* [ВЫБРАННЫЙ ОТРЫВОК]:
# # # #

Я люблю шофершу кротко, робко —
ей в подарок от меня коробка,
а в коробке, например, манто вам
и стихи поэта Лермонтова.
Ваш гараж неподалеку прямо,
он меня к себе влечет упрямо —
по заборам я, голуба, лазаю,
чтоб увидеть вас, голубоглазую…
В темноте толкнул я гражданина,
а в глазах моих – гараж да Нина;
и душа поет, как флажолета,
выпирая из угла жилета…
И когда под звуки нежной флейты
выйдешь слушать клики журавлей ты, —
уроню аккорд я с пианино,
только не у «форда» спи, о Нина!
Окуджава эту песню знал, и вполне вероятно, что именно она послужила прообразом «Нади-Наденьки» – тоже песни о шоферше, только управляет она не «фордом», а троллейбусом. (На тот же мотив Михаил Львовский в 1949 году написал прославленный «Глобус».)

# # # #

* [Сохранённые элементы набора данных]:
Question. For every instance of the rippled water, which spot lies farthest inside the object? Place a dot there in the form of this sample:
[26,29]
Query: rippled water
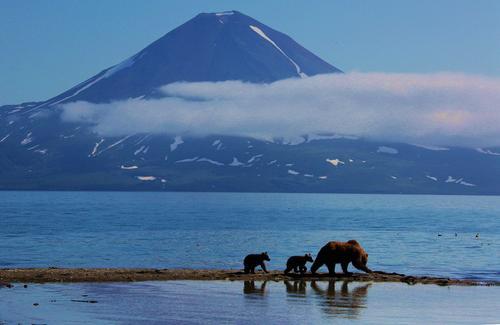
[216,302]
[215,230]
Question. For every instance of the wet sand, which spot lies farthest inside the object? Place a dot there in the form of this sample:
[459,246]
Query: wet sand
[53,275]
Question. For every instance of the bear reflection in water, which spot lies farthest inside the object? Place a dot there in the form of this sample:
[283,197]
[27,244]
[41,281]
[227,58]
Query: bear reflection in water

# # # #

* [ЗАДАНИЕ 1]: Переведите на английский язык следующее предложение из текста о шоферше: «На тот же мотив Михаил Львовский в 1949 году написал прославленный «Глобус».»
* [ЗАДАНИЕ 2]: Перечислите все музыкальные инструменты, которые упоминаются в тексте о шоферше.
* [ЗАДАНИЕ 3]: Продолжите текст о шоферше с того места, где он заканчивается.

* [РЕЗУЛЬТАТ ВЫПОЛНЕНИЯ 1]: Mikhail Lvovsky wrote the celebrated "Globus" to the same tune in 1949.

* [РЕЗУЛЬТАТ ВЫПОЛНЕНИЯ 2]: Флажолет, флейта, пианино.

* [РЕЗУЛЬТАТ ВЫПОЛНЕНИЯ 3]:
Так песенки про зеленый заборик, а потом про шофершу свели Окуджаву и Светлова впервые. Личное их знакомство состоялось в 1957 году, когда Окуджава уже жил в Москве и сотрудничал в «Молодой гвардии». Влияние Светлова началось тогда же – до этого Окуджава его стихов толком не знал, поскольку с 1945 года Светлов как оригинальный поэт почти не печатался и жил скудно. С началом оттепели его стали переиздавать, он пережил поэтический ренессанс, как большинство его ровесников (хотя ничего, равного стихам 1927–1929 годов, так и не написал). Светлов не то чтобы подсказал Окуджаве новую манеру – он послужил ему подспорьем в том смысле, что легитимизировал, как бы узаконил манеру самого Окуджавы. И он стал равняться на Светлова, тогда как самыми модными поэтами первого этапа хрущевской оттепели были Слуцкий и Мартынов. Но Слуцкий был для него груб, резок, Мартынов – механистичен; вот Светлов был именно то, что надо. Попробуем понять, что это за тип поэта – и что их с Окуджавой роднит.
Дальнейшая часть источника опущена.